§ Op te lossen:
Neem het gedeelte van "Effectiviteit van teams" tot en met "proces uitstekend beheersen." woordelijk over uit de tekst over teamontwikkeling.

§ Documentfragment:
- - -
De vier dimensies van teamontwikkeling zijn:
- Uitvoeren: vergroten van de procesbeheersing en brede inzetbaarheid van de teamleden.
- Organiseren: vergroten van het regelvermogen door integratie van de regeltaken en verbeteren van coördinatie in en tussen groepen.
- Samenwerken: verbeteren van de onderlinge betrekkingen, ontwikkelen van besluitvorming en teamoverleg.
- Ondernemen: vergroten van de prestatiegerichtheid en het op eigen initiatief verbeteren van de prestaties.
Effectiviteit van teams
Een effectief team ontwikkelt zich gelijktijdig op alle dimensies. Er is echter wel een logische volgorde te herkennen: zo heeft het nog niet zoveel zin om aan het verbeteren van de samenwerking te werken als de gezamenlijke doelstelling nog niet helder is. Ook heeft het weinig zin om te beginnen aan de overdracht van regeltaken als een team het werkproces (vaktechnisch) nog onvoldoende beheerst. Omgekeerd kan de ontwikkeling in een versnelling komen als de teamleden het uitvoerende proces uitstekend beheersen.
- - -
§ Aangeleverde gegevens:
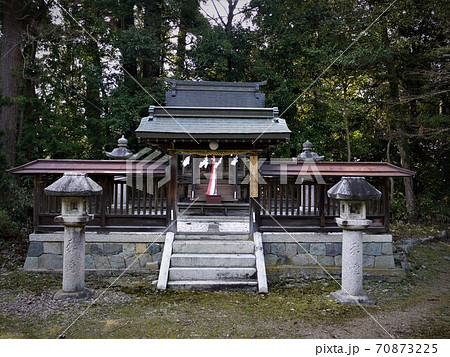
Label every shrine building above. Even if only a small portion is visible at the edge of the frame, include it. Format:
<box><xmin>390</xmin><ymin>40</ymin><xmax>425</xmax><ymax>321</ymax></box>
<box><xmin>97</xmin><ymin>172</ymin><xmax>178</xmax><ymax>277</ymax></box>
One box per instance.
<box><xmin>9</xmin><ymin>80</ymin><xmax>414</xmax><ymax>292</ymax></box>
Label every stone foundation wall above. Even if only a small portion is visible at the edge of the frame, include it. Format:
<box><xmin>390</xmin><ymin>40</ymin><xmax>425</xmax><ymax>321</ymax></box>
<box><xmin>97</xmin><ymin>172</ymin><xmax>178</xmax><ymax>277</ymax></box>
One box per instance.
<box><xmin>24</xmin><ymin>233</ymin><xmax>165</xmax><ymax>272</ymax></box>
<box><xmin>24</xmin><ymin>232</ymin><xmax>396</xmax><ymax>275</ymax></box>
<box><xmin>263</xmin><ymin>233</ymin><xmax>395</xmax><ymax>269</ymax></box>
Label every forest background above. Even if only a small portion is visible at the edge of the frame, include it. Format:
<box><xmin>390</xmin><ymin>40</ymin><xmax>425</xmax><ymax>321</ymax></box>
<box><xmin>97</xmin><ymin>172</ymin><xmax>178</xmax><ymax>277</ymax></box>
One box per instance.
<box><xmin>0</xmin><ymin>0</ymin><xmax>450</xmax><ymax>239</ymax></box>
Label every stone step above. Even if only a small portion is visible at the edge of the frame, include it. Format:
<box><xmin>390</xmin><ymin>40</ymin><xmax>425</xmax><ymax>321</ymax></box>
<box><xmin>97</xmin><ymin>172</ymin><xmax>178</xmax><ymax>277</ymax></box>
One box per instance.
<box><xmin>175</xmin><ymin>232</ymin><xmax>250</xmax><ymax>241</ymax></box>
<box><xmin>173</xmin><ymin>239</ymin><xmax>255</xmax><ymax>254</ymax></box>
<box><xmin>167</xmin><ymin>280</ymin><xmax>258</xmax><ymax>291</ymax></box>
<box><xmin>169</xmin><ymin>267</ymin><xmax>256</xmax><ymax>282</ymax></box>
<box><xmin>170</xmin><ymin>254</ymin><xmax>256</xmax><ymax>267</ymax></box>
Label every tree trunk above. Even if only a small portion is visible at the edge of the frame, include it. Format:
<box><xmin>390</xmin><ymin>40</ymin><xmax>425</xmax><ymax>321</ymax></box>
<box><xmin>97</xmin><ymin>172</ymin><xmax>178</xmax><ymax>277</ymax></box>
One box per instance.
<box><xmin>0</xmin><ymin>0</ymin><xmax>23</xmax><ymax>165</ymax></box>
<box><xmin>120</xmin><ymin>3</ymin><xmax>137</xmax><ymax>81</ymax></box>
<box><xmin>175</xmin><ymin>22</ymin><xmax>186</xmax><ymax>79</ymax></box>
<box><xmin>142</xmin><ymin>0</ymin><xmax>164</xmax><ymax>79</ymax></box>
<box><xmin>84</xmin><ymin>40</ymin><xmax>107</xmax><ymax>159</ymax></box>
<box><xmin>343</xmin><ymin>83</ymin><xmax>352</xmax><ymax>162</ymax></box>
<box><xmin>382</xmin><ymin>26</ymin><xmax>414</xmax><ymax>213</ymax></box>
<box><xmin>397</xmin><ymin>141</ymin><xmax>414</xmax><ymax>213</ymax></box>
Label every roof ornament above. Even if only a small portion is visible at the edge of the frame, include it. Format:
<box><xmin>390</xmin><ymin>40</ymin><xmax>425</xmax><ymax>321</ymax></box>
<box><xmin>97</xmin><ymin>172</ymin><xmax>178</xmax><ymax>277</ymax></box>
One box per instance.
<box><xmin>105</xmin><ymin>135</ymin><xmax>133</xmax><ymax>160</ymax></box>
<box><xmin>297</xmin><ymin>140</ymin><xmax>324</xmax><ymax>161</ymax></box>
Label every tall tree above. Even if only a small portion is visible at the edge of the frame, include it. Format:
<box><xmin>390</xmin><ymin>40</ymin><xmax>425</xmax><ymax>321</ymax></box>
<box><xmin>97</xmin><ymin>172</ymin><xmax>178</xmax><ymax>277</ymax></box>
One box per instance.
<box><xmin>0</xmin><ymin>0</ymin><xmax>24</xmax><ymax>165</ymax></box>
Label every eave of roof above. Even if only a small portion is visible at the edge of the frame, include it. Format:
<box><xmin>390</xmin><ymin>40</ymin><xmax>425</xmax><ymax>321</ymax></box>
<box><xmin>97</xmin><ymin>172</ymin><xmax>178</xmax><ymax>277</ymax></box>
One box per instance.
<box><xmin>7</xmin><ymin>159</ymin><xmax>165</xmax><ymax>175</ymax></box>
<box><xmin>7</xmin><ymin>159</ymin><xmax>415</xmax><ymax>177</ymax></box>
<box><xmin>136</xmin><ymin>107</ymin><xmax>291</xmax><ymax>141</ymax></box>
<box><xmin>260</xmin><ymin>161</ymin><xmax>415</xmax><ymax>177</ymax></box>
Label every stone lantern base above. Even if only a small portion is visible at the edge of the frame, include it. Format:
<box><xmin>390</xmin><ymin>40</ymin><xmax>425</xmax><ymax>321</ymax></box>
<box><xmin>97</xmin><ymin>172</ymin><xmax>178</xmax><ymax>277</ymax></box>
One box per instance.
<box><xmin>331</xmin><ymin>290</ymin><xmax>373</xmax><ymax>305</ymax></box>
<box><xmin>53</xmin><ymin>288</ymin><xmax>93</xmax><ymax>300</ymax></box>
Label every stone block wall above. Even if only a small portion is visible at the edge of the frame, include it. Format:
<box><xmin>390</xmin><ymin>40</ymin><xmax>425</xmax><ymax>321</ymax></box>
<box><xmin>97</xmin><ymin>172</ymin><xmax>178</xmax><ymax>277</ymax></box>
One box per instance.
<box><xmin>24</xmin><ymin>233</ymin><xmax>165</xmax><ymax>271</ymax></box>
<box><xmin>263</xmin><ymin>233</ymin><xmax>394</xmax><ymax>269</ymax></box>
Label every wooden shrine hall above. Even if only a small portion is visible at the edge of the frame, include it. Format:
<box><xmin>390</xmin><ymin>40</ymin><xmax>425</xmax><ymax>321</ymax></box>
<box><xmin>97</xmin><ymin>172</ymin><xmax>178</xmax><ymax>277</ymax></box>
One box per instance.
<box><xmin>9</xmin><ymin>80</ymin><xmax>414</xmax><ymax>292</ymax></box>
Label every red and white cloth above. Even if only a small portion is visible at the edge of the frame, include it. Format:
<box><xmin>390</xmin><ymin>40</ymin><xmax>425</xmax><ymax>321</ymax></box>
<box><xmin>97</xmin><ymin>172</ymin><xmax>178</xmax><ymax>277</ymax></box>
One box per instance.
<box><xmin>206</xmin><ymin>156</ymin><xmax>222</xmax><ymax>196</ymax></box>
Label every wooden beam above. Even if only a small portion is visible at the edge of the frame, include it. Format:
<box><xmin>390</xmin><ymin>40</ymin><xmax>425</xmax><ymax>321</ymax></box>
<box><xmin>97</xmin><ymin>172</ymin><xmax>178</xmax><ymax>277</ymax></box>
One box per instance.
<box><xmin>33</xmin><ymin>175</ymin><xmax>41</xmax><ymax>232</ymax></box>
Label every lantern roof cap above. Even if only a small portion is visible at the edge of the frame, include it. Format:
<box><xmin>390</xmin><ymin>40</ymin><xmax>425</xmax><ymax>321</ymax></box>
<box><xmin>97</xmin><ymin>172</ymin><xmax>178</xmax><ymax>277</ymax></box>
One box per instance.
<box><xmin>44</xmin><ymin>172</ymin><xmax>103</xmax><ymax>197</ymax></box>
<box><xmin>328</xmin><ymin>176</ymin><xmax>381</xmax><ymax>201</ymax></box>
- - -
§ Uitwerking:
Effectiviteit van teams
Een effectief team ontwikkelt zich gelijktijdig op alle dimensies. Er is echter wel een logische volgorde te herkennen: zo heeft het nog niet zoveel zin om aan het verbeteren van de samenwerking te werken als de gezamenlijke doelstelling nog niet helder is. Ook heeft het weinig zin om te beginnen aan de overdracht van regeltaken als een team het werkproces (vaktechnisch) nog onvoldoende beheerst. Omgekeerd kan de ontwikkeling in een versnelling komen als de teamleden het uitvoerende proces uitstekend beheersen.